[Excerpted records Boundary: Start]

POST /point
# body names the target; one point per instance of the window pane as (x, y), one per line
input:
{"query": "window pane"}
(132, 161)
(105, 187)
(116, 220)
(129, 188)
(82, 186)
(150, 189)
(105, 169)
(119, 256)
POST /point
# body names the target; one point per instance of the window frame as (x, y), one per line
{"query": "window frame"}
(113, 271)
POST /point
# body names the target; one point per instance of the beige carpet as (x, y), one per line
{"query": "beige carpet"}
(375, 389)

[Excerpted records Boundary: End]
[Excerpted records Boundary: Start]

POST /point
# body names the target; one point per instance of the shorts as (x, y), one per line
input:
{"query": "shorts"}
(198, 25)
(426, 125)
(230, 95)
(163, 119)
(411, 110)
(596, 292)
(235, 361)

[Excerpted records Boundary: End]

▸ **Prompt**
Where a line of the records above holds the word "names", copy that line.

▸ **Reply**
# body names the target; one point per instance of the window pane as (x, y), one per line
# body names the target; one point per instance of the window frame as (x, y), one per line
# body names the target; one point per instance of the beige carpet as (x, y), one per line
# body names the target; one point per instance of the shorts as (x, y), one per line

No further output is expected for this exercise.